==== Excerpted passage ====

St. Albans students telling the audience about the benefits of recycling at the Science Fair at the school today. (S. Medford/BGIS)

Students of St. Albans Primary School have shown that they have a strong grasp of science and technology.

This came as the St. James-based institution hosted a Science Fair today, where several pieces of work went on display. Science teacher, Patterson Rowe, explained that the event was designed to demonstrate what the students had learnt so far about recycling, but boasted that they had surpassed expectations.

“These children are developing at a much faster rate than when we were young. So instead of assuming that they wouldn’t be able to handle the knowledge that we have to offer, we just put it there and they take from it what they can. As seen here, they really stepped up and they grasped a lot more than we think they can,” the Science teacher stated proudly.

==== Input data ====

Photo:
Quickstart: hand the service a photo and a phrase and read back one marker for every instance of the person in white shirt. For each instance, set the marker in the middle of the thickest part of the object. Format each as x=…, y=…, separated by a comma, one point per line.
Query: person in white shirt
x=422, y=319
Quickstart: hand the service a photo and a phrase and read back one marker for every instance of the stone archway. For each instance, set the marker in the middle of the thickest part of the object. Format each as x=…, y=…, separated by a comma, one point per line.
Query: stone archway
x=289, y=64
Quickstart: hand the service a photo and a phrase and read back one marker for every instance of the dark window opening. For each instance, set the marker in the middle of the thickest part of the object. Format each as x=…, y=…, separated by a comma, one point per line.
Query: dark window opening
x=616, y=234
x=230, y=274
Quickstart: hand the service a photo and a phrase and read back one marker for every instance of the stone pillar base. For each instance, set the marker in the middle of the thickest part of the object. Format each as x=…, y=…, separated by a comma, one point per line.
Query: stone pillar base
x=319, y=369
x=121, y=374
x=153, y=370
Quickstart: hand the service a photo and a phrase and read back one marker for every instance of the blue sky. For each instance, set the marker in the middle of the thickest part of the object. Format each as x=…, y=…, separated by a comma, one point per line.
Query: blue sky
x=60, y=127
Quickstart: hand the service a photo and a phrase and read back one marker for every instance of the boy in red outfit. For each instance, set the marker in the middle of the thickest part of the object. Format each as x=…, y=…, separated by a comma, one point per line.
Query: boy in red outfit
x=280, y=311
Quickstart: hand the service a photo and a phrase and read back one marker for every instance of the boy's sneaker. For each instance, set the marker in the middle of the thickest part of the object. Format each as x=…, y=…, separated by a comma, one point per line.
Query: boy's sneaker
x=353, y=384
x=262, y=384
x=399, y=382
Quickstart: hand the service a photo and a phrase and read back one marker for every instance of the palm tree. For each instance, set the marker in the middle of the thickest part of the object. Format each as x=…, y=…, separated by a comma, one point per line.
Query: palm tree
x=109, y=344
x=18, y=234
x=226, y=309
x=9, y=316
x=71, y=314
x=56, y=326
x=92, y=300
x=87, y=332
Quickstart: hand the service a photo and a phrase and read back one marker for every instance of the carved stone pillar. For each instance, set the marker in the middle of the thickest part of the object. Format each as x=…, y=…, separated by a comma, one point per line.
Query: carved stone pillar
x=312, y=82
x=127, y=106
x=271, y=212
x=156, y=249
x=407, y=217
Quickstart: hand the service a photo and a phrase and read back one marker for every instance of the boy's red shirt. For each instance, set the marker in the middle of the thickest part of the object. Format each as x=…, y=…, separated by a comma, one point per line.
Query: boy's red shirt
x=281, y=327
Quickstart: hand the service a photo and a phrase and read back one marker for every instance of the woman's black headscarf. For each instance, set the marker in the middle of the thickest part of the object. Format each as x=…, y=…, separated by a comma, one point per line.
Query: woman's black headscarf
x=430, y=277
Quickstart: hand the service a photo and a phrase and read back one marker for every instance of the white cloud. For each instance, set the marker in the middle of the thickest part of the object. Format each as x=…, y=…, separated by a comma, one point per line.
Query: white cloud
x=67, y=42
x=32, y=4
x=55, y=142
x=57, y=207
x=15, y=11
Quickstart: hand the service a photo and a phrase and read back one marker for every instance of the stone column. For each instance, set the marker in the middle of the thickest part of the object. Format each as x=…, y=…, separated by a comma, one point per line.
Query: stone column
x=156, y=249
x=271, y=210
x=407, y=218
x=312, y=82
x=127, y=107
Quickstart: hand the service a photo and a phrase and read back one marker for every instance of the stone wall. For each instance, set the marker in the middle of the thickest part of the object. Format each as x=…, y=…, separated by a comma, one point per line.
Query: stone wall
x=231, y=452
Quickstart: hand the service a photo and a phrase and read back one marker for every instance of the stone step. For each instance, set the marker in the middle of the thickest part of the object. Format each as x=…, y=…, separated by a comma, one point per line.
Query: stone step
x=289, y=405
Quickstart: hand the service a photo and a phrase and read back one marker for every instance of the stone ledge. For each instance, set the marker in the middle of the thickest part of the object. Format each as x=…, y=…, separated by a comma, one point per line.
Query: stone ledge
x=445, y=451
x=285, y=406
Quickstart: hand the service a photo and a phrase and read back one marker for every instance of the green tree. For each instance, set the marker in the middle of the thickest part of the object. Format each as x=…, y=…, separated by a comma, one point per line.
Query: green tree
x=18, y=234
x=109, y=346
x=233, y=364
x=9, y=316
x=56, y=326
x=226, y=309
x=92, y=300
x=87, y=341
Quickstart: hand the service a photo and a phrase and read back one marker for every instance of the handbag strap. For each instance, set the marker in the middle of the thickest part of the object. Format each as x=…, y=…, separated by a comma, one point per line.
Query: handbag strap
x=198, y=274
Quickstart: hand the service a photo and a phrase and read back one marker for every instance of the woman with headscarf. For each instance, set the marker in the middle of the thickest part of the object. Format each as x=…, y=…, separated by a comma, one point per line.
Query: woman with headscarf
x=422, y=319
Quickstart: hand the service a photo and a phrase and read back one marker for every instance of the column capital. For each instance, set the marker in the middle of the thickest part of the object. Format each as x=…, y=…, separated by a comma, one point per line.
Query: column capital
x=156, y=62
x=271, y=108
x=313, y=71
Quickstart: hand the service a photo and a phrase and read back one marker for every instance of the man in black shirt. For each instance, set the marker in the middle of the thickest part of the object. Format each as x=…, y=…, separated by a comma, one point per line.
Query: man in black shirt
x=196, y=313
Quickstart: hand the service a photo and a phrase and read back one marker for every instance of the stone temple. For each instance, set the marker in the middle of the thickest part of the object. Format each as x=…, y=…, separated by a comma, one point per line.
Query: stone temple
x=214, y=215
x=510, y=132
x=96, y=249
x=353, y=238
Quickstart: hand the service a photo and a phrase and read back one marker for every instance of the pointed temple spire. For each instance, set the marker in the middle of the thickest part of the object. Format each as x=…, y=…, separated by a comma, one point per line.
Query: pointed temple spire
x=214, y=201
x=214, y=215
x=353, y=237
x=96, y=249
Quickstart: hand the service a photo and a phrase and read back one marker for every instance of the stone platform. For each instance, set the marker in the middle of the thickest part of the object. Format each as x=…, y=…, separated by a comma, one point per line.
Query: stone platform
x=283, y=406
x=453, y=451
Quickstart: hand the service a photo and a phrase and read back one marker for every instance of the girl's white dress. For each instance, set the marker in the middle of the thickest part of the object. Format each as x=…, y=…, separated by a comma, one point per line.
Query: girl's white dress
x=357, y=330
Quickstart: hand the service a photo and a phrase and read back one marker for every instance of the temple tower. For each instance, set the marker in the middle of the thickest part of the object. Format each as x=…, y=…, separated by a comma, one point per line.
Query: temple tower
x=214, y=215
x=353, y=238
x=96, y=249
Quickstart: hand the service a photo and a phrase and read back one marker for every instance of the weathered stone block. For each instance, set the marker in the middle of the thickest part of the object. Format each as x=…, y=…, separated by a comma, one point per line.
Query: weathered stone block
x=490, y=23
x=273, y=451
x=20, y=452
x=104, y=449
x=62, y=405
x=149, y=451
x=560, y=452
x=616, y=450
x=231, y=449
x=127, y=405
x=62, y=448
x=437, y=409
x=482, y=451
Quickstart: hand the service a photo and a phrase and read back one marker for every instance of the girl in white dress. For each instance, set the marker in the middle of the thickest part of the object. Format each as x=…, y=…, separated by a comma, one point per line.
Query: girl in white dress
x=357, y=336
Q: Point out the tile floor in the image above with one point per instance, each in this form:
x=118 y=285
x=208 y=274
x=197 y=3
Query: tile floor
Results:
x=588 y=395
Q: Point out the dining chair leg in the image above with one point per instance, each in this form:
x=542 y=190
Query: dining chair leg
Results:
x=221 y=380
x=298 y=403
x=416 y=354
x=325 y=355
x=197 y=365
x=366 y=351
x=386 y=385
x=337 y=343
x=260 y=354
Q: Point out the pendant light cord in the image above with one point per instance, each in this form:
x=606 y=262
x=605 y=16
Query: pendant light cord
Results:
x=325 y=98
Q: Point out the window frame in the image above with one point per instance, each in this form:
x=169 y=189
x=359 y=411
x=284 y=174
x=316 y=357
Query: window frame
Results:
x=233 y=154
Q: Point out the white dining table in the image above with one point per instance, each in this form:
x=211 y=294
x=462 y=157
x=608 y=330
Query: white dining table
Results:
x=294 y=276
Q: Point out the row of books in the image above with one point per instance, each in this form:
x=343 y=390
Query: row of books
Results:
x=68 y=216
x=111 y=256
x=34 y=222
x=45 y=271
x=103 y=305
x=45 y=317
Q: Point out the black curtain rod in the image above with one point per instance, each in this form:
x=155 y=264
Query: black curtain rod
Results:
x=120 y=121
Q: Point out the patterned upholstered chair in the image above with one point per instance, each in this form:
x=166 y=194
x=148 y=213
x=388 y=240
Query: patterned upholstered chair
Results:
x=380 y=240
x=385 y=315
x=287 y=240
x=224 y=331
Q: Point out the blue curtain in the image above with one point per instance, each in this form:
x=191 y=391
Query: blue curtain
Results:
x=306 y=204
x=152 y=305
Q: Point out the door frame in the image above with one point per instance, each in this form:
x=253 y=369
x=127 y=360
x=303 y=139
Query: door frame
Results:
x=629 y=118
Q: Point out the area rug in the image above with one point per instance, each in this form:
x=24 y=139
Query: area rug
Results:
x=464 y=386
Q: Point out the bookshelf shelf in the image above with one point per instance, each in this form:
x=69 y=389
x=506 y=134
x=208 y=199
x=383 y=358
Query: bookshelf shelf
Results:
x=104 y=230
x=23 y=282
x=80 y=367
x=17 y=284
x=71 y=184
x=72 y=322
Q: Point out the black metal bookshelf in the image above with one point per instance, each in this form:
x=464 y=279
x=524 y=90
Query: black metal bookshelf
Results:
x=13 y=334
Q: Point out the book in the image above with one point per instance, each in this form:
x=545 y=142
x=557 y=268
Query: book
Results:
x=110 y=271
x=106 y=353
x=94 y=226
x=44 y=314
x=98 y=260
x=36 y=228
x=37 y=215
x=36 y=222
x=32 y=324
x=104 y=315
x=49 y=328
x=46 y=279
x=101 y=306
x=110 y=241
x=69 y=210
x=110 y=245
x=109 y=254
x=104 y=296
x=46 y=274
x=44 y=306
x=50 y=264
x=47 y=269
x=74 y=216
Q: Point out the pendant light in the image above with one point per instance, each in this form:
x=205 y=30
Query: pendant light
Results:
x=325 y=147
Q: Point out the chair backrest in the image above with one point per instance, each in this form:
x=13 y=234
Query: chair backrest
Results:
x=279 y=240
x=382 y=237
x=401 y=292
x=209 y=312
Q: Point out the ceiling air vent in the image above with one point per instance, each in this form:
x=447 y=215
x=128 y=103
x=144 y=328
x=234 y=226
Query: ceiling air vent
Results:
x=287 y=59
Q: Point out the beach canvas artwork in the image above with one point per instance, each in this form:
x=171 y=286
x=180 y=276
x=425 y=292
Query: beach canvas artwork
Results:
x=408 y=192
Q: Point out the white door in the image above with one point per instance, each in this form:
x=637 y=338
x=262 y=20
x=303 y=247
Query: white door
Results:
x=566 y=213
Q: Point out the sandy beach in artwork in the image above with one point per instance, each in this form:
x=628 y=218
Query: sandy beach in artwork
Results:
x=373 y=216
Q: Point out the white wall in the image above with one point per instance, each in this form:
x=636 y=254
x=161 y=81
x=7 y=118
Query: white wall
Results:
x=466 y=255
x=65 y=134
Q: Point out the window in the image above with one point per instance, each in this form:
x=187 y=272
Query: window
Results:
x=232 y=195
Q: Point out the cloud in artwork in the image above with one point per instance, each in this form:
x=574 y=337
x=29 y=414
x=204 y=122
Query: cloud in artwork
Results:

====

• **Task description**: Could you copy, word for word, everything in the St. Albans Science Fair article from "This came as" down to "had surpassed expectations."?

• **Reply to the task**:
This came as the St. James-based institution hosted a Science Fair today, where several pieces of work went on display. Science teacher, Patterson Rowe, explained that the event was designed to demonstrate what the students had learnt so far about recycling, but boasted that they had surpassed expectations.